▶ **Líneas del conjunto**
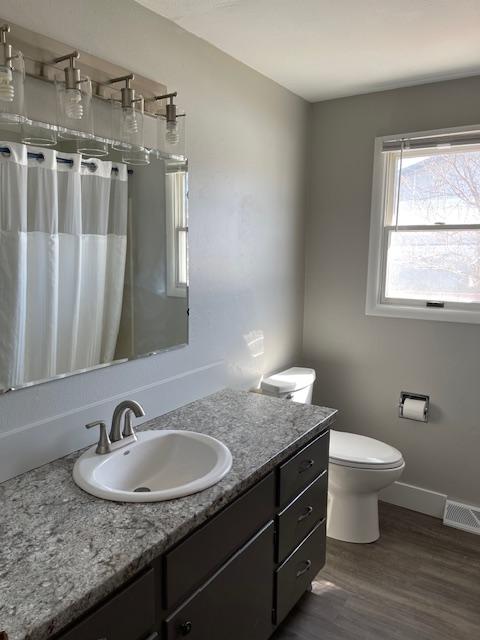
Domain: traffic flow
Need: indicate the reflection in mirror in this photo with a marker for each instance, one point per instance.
(93, 260)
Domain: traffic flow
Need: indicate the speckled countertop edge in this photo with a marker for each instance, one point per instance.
(51, 531)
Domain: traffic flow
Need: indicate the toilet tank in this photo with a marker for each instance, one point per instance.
(294, 384)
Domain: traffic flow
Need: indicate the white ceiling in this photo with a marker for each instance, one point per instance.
(323, 49)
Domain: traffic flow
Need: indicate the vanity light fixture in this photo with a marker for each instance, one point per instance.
(169, 132)
(71, 89)
(12, 77)
(127, 114)
(74, 108)
(127, 123)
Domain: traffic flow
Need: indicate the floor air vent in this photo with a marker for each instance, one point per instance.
(462, 516)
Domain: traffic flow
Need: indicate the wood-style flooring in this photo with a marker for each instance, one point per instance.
(420, 581)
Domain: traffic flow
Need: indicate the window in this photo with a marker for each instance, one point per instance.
(177, 232)
(424, 257)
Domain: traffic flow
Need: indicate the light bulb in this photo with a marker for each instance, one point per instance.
(73, 104)
(171, 135)
(130, 122)
(7, 91)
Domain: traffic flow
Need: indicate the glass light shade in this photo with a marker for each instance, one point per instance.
(12, 79)
(127, 125)
(171, 136)
(74, 113)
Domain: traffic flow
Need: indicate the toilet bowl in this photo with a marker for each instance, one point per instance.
(359, 467)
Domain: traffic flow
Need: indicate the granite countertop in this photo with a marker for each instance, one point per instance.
(62, 550)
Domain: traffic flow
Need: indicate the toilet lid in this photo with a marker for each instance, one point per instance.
(292, 379)
(353, 450)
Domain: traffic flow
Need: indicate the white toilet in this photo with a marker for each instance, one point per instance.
(359, 467)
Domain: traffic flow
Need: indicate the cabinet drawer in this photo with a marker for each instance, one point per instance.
(202, 553)
(296, 573)
(299, 471)
(129, 615)
(301, 515)
(236, 603)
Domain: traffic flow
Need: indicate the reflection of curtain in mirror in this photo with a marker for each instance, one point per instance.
(62, 262)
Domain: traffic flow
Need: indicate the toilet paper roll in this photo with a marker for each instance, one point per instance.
(414, 409)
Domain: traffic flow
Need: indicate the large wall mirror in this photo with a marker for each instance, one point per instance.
(93, 260)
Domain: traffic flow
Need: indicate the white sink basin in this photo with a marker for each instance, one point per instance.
(160, 465)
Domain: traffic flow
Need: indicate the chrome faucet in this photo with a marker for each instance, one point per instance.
(125, 408)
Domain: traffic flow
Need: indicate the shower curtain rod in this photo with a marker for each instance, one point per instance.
(40, 156)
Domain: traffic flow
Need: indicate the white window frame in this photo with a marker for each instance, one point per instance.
(376, 303)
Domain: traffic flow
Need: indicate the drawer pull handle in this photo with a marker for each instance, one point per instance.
(305, 465)
(306, 514)
(301, 572)
(186, 628)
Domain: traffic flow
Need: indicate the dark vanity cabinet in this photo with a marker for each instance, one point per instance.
(239, 574)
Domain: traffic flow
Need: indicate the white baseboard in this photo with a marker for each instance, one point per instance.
(415, 498)
(35, 444)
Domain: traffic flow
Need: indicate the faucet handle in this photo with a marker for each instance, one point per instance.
(104, 443)
(128, 429)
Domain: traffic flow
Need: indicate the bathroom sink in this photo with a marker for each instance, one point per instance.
(159, 465)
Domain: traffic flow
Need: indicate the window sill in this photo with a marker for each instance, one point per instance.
(420, 313)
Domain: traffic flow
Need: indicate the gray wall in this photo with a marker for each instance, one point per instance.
(246, 140)
(364, 362)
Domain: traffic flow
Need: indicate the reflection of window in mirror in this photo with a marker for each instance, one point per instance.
(176, 232)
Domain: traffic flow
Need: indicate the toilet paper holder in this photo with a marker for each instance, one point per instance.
(404, 395)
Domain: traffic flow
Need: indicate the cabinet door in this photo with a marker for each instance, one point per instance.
(297, 572)
(236, 603)
(298, 472)
(193, 561)
(297, 520)
(129, 615)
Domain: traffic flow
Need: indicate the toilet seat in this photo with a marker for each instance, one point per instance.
(360, 452)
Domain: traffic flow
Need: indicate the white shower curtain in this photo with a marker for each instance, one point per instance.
(63, 226)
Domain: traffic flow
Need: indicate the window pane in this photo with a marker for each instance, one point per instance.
(434, 265)
(439, 188)
(182, 257)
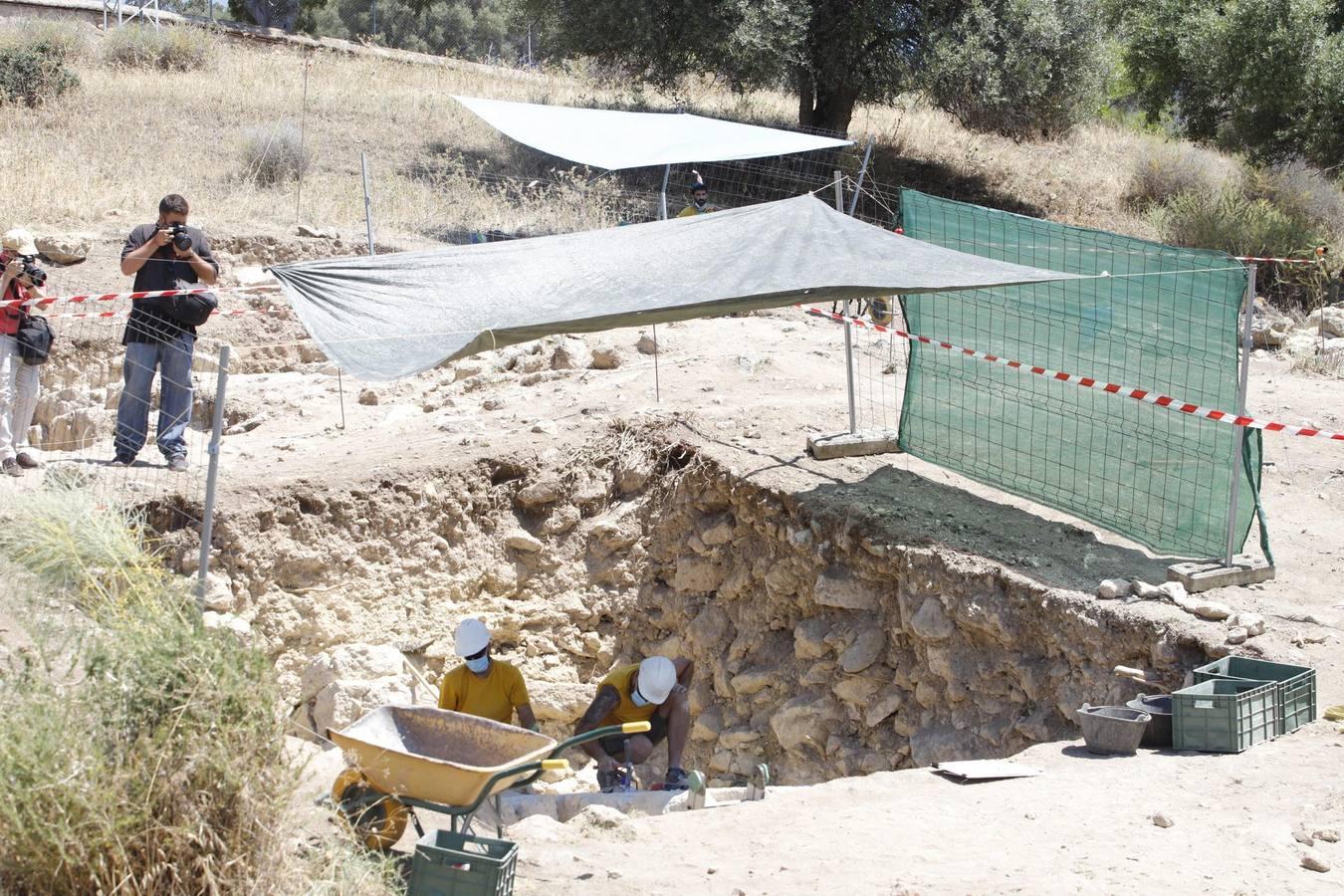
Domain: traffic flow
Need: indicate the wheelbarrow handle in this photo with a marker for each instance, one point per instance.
(624, 729)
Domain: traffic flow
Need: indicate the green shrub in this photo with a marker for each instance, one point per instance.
(73, 41)
(157, 766)
(1233, 222)
(276, 154)
(1302, 192)
(34, 73)
(169, 49)
(1170, 171)
(1024, 70)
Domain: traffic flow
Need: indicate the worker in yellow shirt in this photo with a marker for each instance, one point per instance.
(701, 199)
(653, 691)
(481, 685)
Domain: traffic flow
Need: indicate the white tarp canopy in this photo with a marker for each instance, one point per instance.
(610, 138)
(383, 318)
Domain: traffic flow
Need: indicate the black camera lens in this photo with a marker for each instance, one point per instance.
(35, 274)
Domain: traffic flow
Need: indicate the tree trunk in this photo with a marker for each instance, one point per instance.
(822, 107)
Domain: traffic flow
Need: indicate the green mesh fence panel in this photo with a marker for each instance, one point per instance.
(1156, 476)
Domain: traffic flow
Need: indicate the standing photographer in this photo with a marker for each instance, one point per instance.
(20, 281)
(167, 254)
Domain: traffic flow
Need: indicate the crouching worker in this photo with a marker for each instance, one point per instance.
(481, 685)
(653, 691)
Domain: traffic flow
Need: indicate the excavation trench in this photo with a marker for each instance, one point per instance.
(821, 646)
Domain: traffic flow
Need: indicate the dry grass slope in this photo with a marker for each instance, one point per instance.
(130, 134)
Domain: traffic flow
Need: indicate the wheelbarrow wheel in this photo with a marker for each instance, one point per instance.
(376, 818)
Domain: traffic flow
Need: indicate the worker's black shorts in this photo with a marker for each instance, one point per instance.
(614, 745)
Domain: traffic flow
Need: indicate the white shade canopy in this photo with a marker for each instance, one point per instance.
(611, 140)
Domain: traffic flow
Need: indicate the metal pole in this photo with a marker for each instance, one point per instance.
(368, 203)
(303, 126)
(217, 431)
(1239, 437)
(663, 193)
(857, 183)
(848, 332)
(663, 215)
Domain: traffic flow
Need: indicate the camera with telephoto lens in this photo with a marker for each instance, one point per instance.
(30, 269)
(180, 238)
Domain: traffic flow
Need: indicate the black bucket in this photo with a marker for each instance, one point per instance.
(1159, 733)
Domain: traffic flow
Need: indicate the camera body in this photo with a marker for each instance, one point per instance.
(30, 269)
(180, 238)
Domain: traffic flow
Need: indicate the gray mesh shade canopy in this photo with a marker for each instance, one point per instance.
(390, 316)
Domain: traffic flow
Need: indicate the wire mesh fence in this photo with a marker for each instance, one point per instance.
(127, 419)
(1162, 320)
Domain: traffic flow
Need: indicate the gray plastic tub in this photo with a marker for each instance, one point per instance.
(1113, 730)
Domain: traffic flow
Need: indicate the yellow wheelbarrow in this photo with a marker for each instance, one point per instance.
(407, 758)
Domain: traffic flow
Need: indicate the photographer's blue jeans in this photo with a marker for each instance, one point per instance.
(172, 360)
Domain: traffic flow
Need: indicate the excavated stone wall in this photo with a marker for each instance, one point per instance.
(820, 648)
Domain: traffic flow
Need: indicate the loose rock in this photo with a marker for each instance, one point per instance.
(605, 357)
(1252, 622)
(1112, 588)
(69, 249)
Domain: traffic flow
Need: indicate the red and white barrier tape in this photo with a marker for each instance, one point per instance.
(156, 293)
(1278, 261)
(1086, 381)
(239, 312)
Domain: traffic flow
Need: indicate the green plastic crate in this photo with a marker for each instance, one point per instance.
(1296, 685)
(1225, 715)
(450, 864)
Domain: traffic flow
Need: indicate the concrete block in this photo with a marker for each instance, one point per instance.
(515, 806)
(1213, 573)
(826, 448)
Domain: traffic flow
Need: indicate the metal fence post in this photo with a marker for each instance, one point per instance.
(863, 172)
(368, 203)
(848, 330)
(217, 431)
(1239, 438)
(663, 193)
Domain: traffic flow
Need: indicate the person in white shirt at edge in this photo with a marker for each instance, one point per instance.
(20, 281)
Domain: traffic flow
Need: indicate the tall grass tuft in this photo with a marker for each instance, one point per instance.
(83, 547)
(171, 49)
(276, 154)
(158, 766)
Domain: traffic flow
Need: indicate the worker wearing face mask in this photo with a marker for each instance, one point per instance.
(699, 199)
(652, 691)
(483, 685)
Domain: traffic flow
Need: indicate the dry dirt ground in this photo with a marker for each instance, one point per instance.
(748, 391)
(1083, 826)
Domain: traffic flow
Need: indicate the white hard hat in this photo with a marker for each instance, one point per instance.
(472, 637)
(19, 241)
(657, 675)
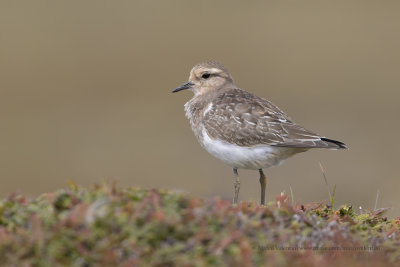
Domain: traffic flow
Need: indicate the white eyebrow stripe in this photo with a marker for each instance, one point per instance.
(209, 107)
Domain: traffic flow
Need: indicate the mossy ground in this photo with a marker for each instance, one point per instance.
(105, 225)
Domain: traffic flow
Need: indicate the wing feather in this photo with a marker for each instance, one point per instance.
(241, 118)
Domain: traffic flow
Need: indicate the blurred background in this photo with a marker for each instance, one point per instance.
(85, 93)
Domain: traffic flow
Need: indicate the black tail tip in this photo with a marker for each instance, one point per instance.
(337, 143)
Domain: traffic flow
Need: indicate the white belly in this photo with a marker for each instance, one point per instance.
(256, 157)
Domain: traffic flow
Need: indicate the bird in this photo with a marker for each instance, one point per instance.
(241, 129)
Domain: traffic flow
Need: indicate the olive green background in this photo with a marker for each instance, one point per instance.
(85, 93)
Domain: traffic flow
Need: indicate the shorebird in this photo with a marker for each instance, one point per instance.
(240, 128)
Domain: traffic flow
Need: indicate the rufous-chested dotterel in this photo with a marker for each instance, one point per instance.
(240, 128)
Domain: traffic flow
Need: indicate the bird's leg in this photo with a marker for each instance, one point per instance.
(263, 183)
(237, 186)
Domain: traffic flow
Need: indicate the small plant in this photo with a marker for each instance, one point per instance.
(105, 225)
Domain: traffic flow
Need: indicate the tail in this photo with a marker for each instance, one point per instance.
(334, 144)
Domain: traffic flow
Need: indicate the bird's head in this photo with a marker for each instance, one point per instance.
(206, 77)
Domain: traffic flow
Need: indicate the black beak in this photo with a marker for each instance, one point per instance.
(183, 86)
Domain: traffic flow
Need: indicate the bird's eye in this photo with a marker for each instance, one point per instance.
(205, 76)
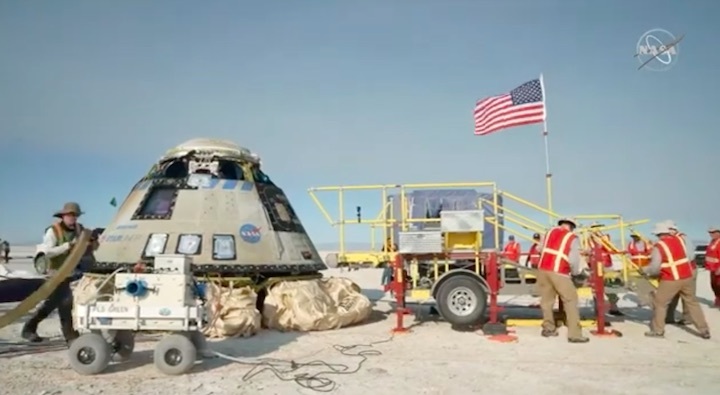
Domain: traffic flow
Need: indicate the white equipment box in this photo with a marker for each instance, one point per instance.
(420, 242)
(165, 300)
(462, 221)
(159, 301)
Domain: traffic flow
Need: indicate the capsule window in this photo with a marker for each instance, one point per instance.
(178, 168)
(189, 244)
(224, 247)
(159, 203)
(282, 211)
(155, 245)
(229, 170)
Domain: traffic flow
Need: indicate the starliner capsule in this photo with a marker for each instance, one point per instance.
(209, 199)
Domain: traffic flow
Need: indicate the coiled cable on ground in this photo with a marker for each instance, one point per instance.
(288, 370)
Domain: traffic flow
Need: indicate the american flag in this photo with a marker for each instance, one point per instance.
(524, 105)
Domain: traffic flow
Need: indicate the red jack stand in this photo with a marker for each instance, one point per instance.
(494, 329)
(598, 284)
(398, 287)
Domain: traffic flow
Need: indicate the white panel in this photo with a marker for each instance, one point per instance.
(462, 221)
(428, 242)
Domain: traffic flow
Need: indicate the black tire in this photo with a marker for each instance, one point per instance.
(175, 354)
(89, 354)
(123, 345)
(41, 264)
(462, 300)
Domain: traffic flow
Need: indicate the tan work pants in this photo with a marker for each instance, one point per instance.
(672, 307)
(551, 285)
(664, 294)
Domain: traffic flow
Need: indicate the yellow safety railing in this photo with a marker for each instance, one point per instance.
(513, 215)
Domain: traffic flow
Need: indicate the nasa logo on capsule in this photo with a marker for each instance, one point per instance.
(250, 233)
(657, 50)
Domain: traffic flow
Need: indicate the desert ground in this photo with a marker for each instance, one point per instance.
(430, 359)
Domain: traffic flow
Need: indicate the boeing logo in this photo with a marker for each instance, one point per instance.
(657, 50)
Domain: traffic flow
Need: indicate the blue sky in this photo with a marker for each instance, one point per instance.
(341, 92)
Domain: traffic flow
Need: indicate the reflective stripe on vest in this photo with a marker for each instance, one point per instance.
(62, 236)
(712, 255)
(681, 237)
(558, 254)
(670, 262)
(534, 254)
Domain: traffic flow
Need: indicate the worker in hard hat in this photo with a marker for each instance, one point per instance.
(559, 260)
(670, 262)
(712, 262)
(512, 250)
(639, 251)
(670, 318)
(601, 241)
(534, 253)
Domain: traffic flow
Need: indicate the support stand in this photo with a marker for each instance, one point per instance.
(598, 284)
(397, 285)
(494, 329)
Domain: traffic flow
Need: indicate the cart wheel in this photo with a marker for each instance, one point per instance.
(89, 354)
(175, 354)
(123, 345)
(41, 264)
(198, 340)
(462, 300)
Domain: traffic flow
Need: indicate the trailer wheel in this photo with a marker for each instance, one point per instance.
(461, 300)
(175, 354)
(89, 354)
(123, 345)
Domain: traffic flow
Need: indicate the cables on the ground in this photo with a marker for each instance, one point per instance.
(289, 370)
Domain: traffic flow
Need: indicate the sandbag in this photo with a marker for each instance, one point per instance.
(315, 305)
(231, 312)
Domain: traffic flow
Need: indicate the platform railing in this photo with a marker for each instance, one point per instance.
(384, 224)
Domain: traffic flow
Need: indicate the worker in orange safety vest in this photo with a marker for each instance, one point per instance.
(534, 252)
(712, 262)
(639, 251)
(512, 250)
(602, 241)
(559, 260)
(670, 318)
(671, 263)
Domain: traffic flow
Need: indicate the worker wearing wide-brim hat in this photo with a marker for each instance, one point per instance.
(712, 262)
(670, 263)
(600, 240)
(690, 251)
(559, 260)
(59, 239)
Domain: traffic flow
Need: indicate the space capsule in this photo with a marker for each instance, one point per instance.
(209, 199)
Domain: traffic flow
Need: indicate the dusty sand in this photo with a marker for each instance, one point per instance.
(431, 359)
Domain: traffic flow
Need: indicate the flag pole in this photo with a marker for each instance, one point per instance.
(548, 174)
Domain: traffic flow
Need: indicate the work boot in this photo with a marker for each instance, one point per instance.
(676, 322)
(581, 339)
(70, 336)
(29, 331)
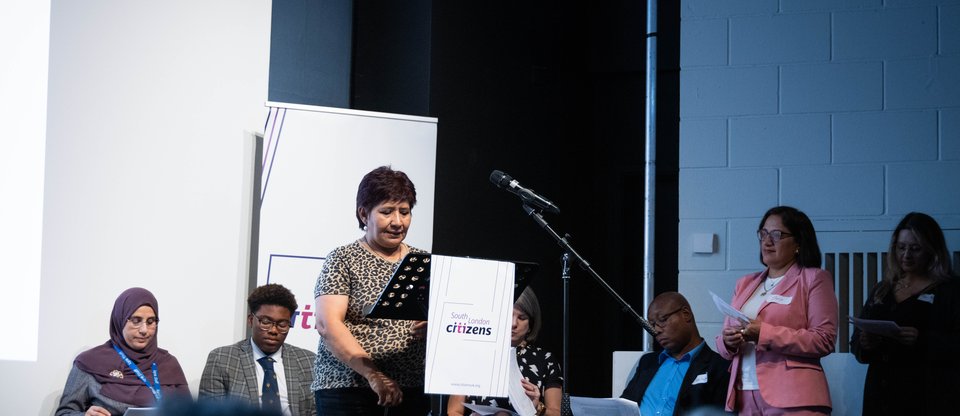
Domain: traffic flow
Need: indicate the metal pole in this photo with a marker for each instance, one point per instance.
(650, 170)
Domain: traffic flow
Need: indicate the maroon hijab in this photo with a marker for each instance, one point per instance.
(105, 365)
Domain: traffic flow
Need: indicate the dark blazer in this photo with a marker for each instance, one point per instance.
(691, 396)
(230, 373)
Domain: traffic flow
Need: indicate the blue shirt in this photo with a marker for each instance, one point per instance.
(661, 394)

▶ **El problema**
Reúne todas las líneas de arriba que contengan la palabra "sink". Ten en cuenta que las mayúsculas y minúsculas cuentan.

▶ **Respuesta**
Need: indicate the white sink basin in this photo with a marker for each instance, one point per instance.
Need: indicate the bathroom sink in this photo with a marker for each instance, one point per instance.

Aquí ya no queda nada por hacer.